La mise en place d'une concurrence détournée, par le biais de pilotes appartenant à des groupes d'armateurs associés aurait pour effet de perturber une mutualisation tarifaire dont l'objectif est de fournir la même qualité de service à tous les navires, quelles que soient leurs dimensions et sans discrimination.
 


     La Commission a motivé son projet à la fois pour des raisons économiques et pour mettre en application d'une manière plus stricte les règles du Traité de l'union. Aucun de ces objectifs ne parait se justifier pour le cas du pilotage.
     La nécessité économique reste à prouver, les seules études commandées par la Commission en 1995 (Rapport danois R&H) et 1999 (Rapport hollandais DYNAMAR) ont conclu que la concurrence au pilotage n'était pas adaptée et qu'elle se ferait au détriment de la qualité du service. Quant à l'application Loiseau stricte des règles du traité, l'article 86(2) laisse aux États membres la faculté d'organiser un service public à leur convenance.
     Le Parlement européen, lors de la séance plénière du 14 novembre 2001, a exclu le pilotage du champ d'application de la Directive par une très forte majorité de 395 voix pour, 114 voix contre et 11 abstentions.
     La Directive proposée remet fondamentalement en cause le mode organisationnel, ainsi que la réglementation française du service du pilotage. Notre tutelle a confirmé récemment et à plusieurs reprises, ne pas vouloir revenir sur les principes conçus par le législateur, qui fonctionne à l'avantage du client sans remettre en cause les exigences de l'intérêt général.

____

* [CONSIGNES]
A: Traduisez en anglais cette phrase de l'extrait sur le pilotage maritime : « Le Parlement européen, lors de la séance plénière du 14 novembre 2001, a exclu le pilotage du champ d'application de la Directive par une très forte majorité de 395 voix pour, 114 voix contre et 11 abstentions. »
B: Poursuivez l'extrait sur le pilotage maritime à partir de sa dernière phrase.

* [LIGNES DE DONNÉES]
____

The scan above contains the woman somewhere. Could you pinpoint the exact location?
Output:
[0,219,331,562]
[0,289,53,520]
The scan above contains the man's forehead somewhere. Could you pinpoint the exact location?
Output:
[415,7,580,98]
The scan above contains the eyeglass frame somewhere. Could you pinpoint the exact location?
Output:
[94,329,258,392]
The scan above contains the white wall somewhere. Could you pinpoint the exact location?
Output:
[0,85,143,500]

____

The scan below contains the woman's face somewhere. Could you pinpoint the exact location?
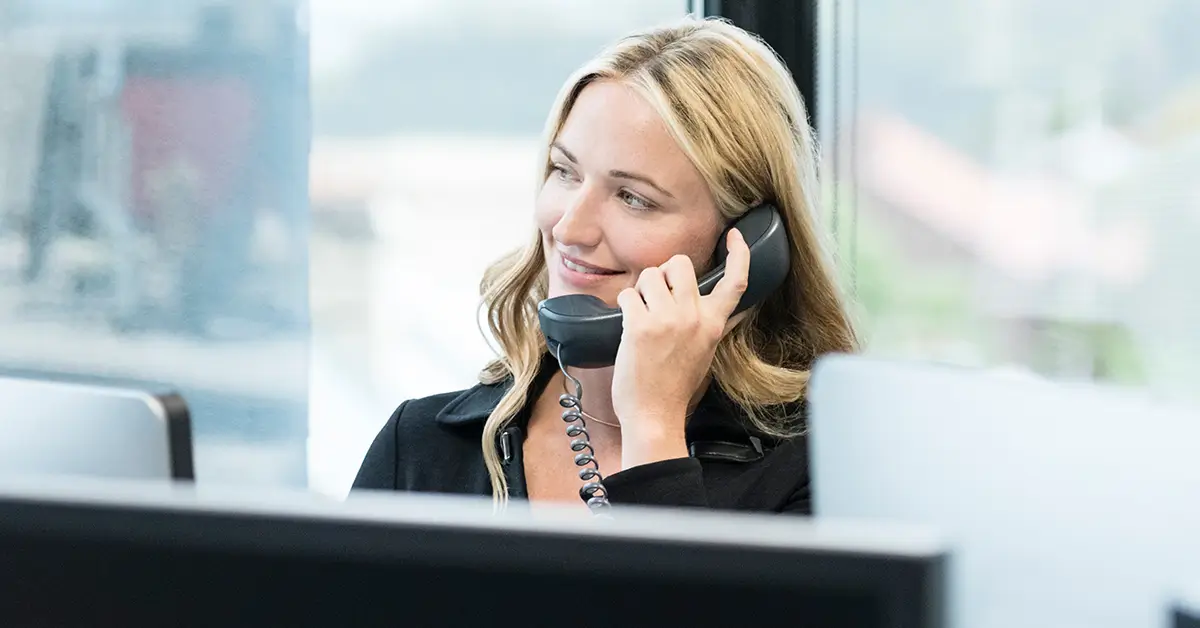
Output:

____

* [RÉPONSES PAR CONSIGNE]
A: At its plenary session of November 14, 2001, the European Parliament excluded pilotage from the scope of the Directive by a very large majority of 395 votes in favor, 114 against and 11 abstentions.

B:
     L'application stricte du principe de subsidiarité, devrait laisser aux États, pour des raisons évidentes de sécurité, la possibilité d'organiser le pilotage à leur convenance.
     Seul l'agrément attribué individuellement au pilote et renouvelé périodiquement par un contrôle des connaissances, principe recommandé par l'O.M.1. dans sa résolution A485(XII), permettra de conserver la pérennité du savoir local, l'autorité compétente fixant localement ses besoins en effectif.
     Le Conseil des Ministres des Transports de l'Union européenne, réuni le 18 juin 2002 au Luxembourg a semble-t-il retenu l'application du principe de subsidiarité en matière de pilotage. Le Parlement européen devrait émettre un nouvel avis lors d'une deuxième lecture conformément à la procédure de co-décision avant la fin de l'année. Nous souhaiterions bien sûr qu'il confirme sa première décision.

Et l'avis du capitaine me direz-vous ?

     Depuis des mois, les instances fédérales de pilotes, nationales et européennes se sont déplacées à Bruxelles et à Strasbourg pour faire entendre leur voix tant auprès de la Commission que du Parlement.
     Jamais une seule fois l'avis des capitaines sur ce projet de Directive ne nous a paru avoir été sollicité par nos interlocuteurs. Vous êtes pourtant semble-t-il les premiers concernés...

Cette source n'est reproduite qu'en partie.